Dataset entries:
"""
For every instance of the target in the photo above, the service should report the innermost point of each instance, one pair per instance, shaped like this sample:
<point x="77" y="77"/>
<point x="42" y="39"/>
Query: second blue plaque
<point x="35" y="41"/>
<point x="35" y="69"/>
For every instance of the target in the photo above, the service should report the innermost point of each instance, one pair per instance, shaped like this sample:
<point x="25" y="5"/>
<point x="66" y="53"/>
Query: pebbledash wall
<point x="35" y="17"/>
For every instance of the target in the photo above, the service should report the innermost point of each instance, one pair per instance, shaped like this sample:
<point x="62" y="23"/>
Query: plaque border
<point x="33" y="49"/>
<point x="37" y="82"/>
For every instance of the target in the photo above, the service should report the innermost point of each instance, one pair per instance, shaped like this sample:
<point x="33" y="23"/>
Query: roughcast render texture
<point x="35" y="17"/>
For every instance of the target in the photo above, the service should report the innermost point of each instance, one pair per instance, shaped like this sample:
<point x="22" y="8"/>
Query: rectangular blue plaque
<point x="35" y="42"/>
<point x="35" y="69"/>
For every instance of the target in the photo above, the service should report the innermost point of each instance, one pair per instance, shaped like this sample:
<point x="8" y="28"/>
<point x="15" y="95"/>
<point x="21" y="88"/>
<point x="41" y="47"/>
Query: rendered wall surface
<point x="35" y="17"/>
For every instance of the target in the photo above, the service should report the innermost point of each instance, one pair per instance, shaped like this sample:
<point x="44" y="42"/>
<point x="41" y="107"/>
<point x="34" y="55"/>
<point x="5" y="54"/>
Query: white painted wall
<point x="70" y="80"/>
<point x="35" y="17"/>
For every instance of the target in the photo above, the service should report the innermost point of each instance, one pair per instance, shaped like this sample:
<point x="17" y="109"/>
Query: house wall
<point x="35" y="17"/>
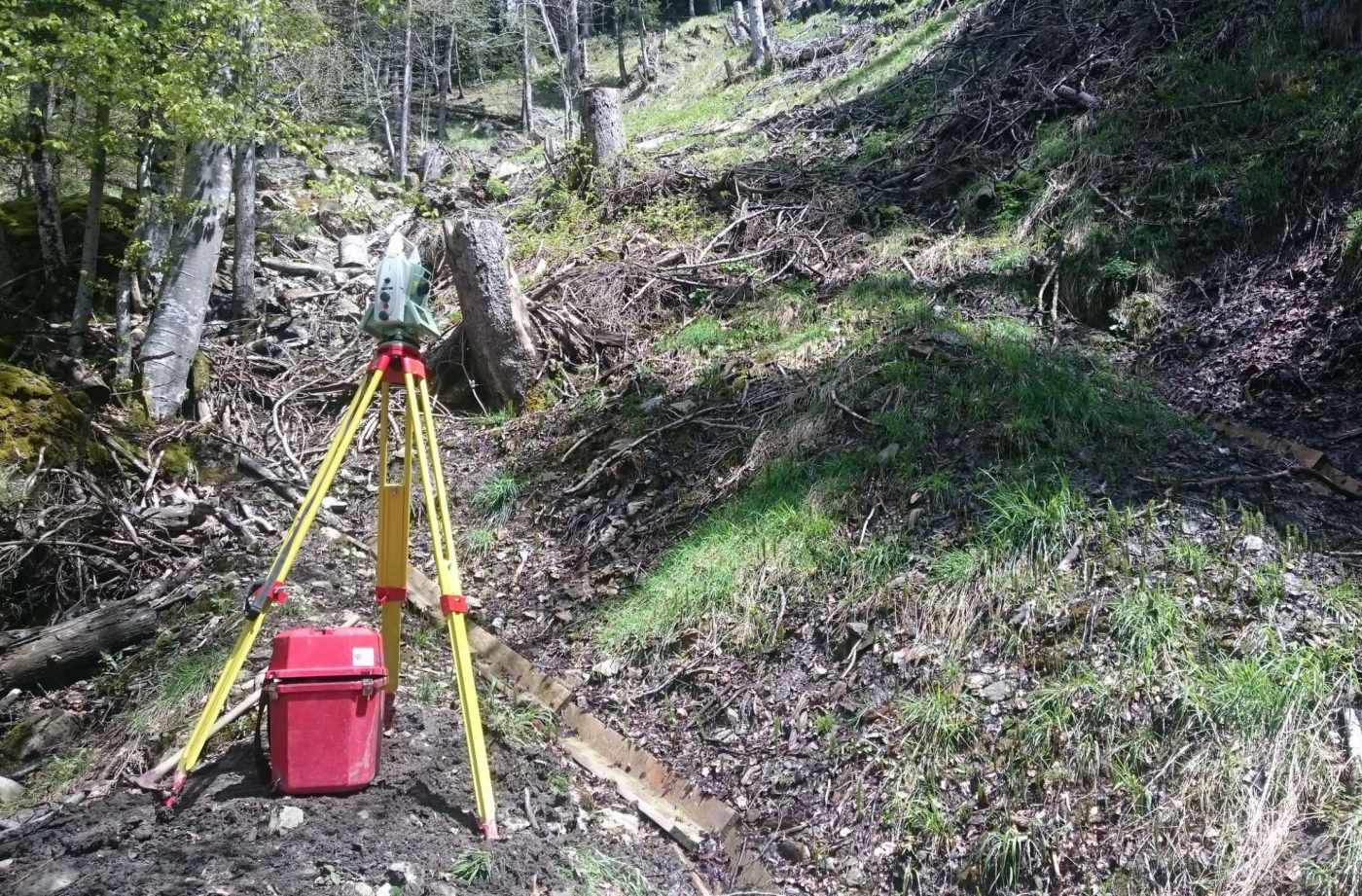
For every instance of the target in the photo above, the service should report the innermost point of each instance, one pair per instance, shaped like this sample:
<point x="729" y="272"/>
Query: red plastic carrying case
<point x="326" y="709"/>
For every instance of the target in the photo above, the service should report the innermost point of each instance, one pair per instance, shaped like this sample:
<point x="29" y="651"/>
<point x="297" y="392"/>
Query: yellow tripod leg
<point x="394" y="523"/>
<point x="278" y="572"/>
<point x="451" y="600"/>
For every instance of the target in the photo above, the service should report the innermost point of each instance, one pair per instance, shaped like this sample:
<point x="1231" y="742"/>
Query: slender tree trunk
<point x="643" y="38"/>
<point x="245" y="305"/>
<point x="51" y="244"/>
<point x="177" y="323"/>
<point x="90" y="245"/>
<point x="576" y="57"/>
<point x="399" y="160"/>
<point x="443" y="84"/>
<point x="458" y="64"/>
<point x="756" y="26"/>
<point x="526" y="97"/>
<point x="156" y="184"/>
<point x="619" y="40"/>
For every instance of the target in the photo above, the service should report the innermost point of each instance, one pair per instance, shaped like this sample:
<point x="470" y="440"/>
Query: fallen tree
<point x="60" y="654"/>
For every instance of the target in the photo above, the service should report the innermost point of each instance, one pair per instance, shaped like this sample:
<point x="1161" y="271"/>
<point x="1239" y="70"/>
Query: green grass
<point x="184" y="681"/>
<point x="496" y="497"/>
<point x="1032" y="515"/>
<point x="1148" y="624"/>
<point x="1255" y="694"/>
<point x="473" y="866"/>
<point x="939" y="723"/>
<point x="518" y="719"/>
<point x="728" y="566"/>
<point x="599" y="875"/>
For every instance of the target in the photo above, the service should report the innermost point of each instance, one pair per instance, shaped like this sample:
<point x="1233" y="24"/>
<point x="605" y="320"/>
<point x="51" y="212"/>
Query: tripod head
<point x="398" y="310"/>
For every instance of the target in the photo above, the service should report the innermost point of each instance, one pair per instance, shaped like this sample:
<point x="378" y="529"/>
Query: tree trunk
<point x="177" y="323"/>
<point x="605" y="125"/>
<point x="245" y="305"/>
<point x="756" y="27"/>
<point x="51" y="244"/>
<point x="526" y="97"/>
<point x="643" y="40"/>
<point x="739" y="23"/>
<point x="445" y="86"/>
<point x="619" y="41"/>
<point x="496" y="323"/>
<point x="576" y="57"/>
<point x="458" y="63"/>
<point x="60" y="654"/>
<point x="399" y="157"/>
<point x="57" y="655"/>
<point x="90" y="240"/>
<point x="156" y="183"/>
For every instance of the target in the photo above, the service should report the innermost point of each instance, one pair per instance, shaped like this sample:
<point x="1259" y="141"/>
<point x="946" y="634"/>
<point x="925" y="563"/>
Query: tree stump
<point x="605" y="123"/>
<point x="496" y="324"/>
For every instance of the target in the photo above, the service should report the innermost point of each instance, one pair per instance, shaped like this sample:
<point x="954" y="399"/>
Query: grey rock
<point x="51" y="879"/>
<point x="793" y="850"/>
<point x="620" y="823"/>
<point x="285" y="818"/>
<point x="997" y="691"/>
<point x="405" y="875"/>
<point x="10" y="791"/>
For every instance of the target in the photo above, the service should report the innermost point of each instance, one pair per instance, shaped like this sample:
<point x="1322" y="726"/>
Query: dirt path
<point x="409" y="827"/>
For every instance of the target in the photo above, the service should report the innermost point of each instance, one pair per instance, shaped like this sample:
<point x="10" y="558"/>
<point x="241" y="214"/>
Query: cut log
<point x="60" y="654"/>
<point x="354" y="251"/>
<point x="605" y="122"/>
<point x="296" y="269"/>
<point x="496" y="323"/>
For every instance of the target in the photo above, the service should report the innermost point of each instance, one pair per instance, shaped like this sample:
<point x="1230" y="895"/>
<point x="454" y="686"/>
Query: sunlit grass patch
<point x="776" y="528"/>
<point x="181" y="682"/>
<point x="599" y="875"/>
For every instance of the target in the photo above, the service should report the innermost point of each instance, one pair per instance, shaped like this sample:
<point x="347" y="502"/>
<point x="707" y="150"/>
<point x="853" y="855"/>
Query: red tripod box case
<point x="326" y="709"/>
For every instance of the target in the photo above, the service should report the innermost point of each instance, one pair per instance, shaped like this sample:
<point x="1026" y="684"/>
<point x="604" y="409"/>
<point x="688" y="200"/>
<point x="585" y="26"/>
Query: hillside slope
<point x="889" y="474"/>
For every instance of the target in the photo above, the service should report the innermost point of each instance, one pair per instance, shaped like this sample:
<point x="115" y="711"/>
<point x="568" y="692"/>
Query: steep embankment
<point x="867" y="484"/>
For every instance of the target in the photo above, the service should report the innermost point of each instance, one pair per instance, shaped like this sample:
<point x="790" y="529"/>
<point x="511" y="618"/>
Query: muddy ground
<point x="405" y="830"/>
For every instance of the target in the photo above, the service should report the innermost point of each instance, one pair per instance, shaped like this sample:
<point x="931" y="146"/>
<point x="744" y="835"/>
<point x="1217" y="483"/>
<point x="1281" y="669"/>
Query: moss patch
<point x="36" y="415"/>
"""
Exercise — Pick out and copy each line of the rows above that contains the word "blue".

Exercise output —
Query: second blue plaque
Query: rectangular blue plaque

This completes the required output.